SOURCE
start

Title: The Nightingale
Author: Kristin Hannah
Genre: Historical Fiction
Rating: 5 out of 5 ★★★★★
Reviewer: Julia

If you know anything about books, I'm sure that you've heard of this one, Kristin Hannah's The Nightingale. It was popular on bookstagram around the time of its release and is actually the author's favorite book that she has written. It's so good that there's even going to be a movie adaptation that will be released a few days shy of the book's four-year anniversary. (So it's coming out in 2019. A bit of a wait; drats.) BUT, that does not mean that you should hold off reading this amazing book. Because you shouldn't. You should read it right now. Do you need some more reasons?

The Nightingale tells the story of two sisters in Nazi-occupied France. After a difficult childhood and years of healing and trying to forget, Vianne has to watch as her happy life is uprooted. Her husband leaves to fight in the war. The Nazis invade France and then even her own home, one billeting at her house. A mother at heart, she does what she can to protect her daughter, torn and aching over the decisions she has to make. Her younger sister, Isabelle, is described as reckless by many, and is angry about the past and, as time goes on, the actions of the Nazis. Eventually, despite what others might say, she joins the dangerous work of the resistance.

In the end, the book is about two sisters and their strikingly different yet similar stories, as they try to survive and navigate the world of war-torn France, exploring their difficult past, themselves, and one another.

The Nightingale tells the stories of two sisters, separated by years and experience, by ideals, passion and circumstance, each embarking on her own dangerous path toward survival, love, and freedom in German-occupied, war-torn France–a heartbreakingly beautiful novel that celebrates the resilience of the human spirit and the durability of women. It is a novel for everyone, a novel for a lifetime.
The Nightingale description
(To read the official synopsis, or description, of the book on The Nightingale website, click here.)

end

Excerpts from a point labeling dataset
start

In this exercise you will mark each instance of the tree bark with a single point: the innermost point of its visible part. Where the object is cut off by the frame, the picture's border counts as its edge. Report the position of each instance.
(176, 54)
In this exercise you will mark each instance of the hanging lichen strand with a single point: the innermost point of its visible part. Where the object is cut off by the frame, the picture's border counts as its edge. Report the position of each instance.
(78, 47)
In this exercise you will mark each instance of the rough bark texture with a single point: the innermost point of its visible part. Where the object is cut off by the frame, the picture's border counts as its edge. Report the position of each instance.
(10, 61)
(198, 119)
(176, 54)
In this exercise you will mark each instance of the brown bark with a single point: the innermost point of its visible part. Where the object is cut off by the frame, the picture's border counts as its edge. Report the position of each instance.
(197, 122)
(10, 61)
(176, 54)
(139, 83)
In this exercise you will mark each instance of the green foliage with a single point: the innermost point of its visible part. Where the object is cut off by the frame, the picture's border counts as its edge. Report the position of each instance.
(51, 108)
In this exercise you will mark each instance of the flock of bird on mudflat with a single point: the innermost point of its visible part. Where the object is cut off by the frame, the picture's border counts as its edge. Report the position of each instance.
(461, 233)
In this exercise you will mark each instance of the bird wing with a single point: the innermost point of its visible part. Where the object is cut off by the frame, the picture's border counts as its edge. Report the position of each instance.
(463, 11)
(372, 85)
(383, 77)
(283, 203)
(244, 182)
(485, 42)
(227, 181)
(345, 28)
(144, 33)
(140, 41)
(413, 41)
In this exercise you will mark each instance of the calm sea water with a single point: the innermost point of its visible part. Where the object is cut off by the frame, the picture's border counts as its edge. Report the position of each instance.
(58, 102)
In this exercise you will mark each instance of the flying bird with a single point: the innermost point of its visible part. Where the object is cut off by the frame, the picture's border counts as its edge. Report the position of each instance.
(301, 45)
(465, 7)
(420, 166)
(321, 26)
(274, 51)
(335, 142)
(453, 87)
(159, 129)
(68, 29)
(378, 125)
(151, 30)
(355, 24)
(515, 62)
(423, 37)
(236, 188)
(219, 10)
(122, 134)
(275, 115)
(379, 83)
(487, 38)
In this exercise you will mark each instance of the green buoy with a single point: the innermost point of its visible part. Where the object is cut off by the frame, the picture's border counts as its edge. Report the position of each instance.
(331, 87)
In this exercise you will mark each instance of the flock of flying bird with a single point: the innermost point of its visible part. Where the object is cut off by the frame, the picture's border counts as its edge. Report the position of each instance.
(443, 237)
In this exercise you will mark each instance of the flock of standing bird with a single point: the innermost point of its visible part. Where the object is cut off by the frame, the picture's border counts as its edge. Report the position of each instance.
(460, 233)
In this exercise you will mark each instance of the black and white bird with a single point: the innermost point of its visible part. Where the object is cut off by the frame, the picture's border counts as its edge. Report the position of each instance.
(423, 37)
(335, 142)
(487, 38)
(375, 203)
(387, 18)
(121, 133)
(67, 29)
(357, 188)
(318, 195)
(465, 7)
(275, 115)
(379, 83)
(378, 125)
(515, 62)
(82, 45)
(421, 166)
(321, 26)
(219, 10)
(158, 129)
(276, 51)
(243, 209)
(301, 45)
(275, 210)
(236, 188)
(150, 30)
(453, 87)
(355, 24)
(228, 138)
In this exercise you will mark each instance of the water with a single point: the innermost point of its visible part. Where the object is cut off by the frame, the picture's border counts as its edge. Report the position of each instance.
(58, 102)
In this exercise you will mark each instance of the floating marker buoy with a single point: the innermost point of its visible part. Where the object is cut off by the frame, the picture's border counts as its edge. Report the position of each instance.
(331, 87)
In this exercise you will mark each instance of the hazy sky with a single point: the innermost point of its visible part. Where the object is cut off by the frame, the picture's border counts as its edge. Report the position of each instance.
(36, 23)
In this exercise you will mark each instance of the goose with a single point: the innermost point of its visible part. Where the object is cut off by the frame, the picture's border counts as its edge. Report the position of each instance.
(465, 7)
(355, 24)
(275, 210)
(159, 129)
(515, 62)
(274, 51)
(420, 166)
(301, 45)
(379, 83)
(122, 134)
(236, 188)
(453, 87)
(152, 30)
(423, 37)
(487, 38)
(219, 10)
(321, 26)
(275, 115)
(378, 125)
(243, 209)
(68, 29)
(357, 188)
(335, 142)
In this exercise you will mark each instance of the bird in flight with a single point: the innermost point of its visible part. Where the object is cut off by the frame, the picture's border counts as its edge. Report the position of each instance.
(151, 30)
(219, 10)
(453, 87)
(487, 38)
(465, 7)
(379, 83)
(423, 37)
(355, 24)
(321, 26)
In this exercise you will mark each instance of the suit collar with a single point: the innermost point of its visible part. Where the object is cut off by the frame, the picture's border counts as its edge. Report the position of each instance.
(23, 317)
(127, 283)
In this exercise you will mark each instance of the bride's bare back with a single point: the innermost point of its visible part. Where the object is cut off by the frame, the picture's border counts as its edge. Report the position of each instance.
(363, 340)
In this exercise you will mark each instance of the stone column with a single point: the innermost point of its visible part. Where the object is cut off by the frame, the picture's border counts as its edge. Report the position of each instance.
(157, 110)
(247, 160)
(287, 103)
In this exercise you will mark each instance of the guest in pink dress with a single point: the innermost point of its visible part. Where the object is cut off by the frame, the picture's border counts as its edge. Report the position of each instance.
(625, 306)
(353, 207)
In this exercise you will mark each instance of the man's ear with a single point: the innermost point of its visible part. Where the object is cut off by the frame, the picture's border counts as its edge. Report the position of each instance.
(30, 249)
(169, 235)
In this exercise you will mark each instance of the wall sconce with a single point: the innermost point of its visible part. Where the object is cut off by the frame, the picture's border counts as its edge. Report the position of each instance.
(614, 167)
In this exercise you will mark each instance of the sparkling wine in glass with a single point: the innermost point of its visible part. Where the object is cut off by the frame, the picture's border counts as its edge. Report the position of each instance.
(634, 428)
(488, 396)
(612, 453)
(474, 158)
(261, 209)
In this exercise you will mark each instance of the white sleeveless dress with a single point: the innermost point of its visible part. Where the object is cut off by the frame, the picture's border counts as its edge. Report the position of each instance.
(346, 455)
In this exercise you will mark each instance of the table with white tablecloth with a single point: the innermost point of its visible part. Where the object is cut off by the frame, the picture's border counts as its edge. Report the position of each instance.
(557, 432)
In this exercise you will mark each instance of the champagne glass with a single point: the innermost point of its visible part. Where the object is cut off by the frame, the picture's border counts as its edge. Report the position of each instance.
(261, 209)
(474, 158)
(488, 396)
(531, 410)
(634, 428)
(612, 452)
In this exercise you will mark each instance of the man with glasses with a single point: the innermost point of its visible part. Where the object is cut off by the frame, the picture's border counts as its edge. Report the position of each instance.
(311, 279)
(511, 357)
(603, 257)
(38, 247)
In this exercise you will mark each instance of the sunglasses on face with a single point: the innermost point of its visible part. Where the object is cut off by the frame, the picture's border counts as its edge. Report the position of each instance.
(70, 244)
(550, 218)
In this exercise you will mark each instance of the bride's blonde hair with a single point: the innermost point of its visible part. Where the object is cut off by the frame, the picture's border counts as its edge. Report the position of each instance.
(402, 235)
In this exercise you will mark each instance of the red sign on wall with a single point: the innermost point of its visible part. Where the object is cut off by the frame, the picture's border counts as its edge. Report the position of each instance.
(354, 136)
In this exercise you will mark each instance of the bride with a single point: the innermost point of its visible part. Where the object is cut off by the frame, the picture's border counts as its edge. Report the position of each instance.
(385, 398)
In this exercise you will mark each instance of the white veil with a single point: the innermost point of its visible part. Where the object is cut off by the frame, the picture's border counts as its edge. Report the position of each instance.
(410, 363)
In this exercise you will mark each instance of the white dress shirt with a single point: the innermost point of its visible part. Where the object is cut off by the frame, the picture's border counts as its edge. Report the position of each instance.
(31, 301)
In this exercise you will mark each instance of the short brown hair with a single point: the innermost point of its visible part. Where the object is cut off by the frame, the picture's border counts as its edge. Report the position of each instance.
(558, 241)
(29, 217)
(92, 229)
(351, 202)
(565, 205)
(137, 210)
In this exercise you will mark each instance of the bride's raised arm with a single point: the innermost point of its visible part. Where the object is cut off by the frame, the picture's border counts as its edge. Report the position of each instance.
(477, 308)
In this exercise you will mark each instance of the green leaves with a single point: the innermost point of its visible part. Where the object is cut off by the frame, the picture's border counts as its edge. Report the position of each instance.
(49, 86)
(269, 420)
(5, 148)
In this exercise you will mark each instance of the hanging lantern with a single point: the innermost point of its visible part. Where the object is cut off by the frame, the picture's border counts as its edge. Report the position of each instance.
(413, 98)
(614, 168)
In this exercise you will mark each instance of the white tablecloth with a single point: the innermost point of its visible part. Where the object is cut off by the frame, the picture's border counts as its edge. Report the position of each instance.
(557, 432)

end

Copy out the part of the review that begins at the words "The Nightingale tells the" and stops after "of the resistance.", updating "reckless" to "impulsive". Work only from the review.

COMPLETED TASK
The Nightingale tells the story of two sisters in Nazi-occupied France. After a difficult childhood and years of healing and trying to forget, Vianne has to watch as her happy life is uprooted. Her husband leaves to fight in the war. The Nazis invade France and then even her own home, one billeting at her house. A mother at heart, she does what she can to protect her daughter, torn and aching over the decisions she has to make. Her younger sister, Isabelle, is described as impulsive by many, and is angry about the past and, as time goes on, the actions of the Nazis. Eventually, despite what others might say, she joins the dangerous work of the resistance.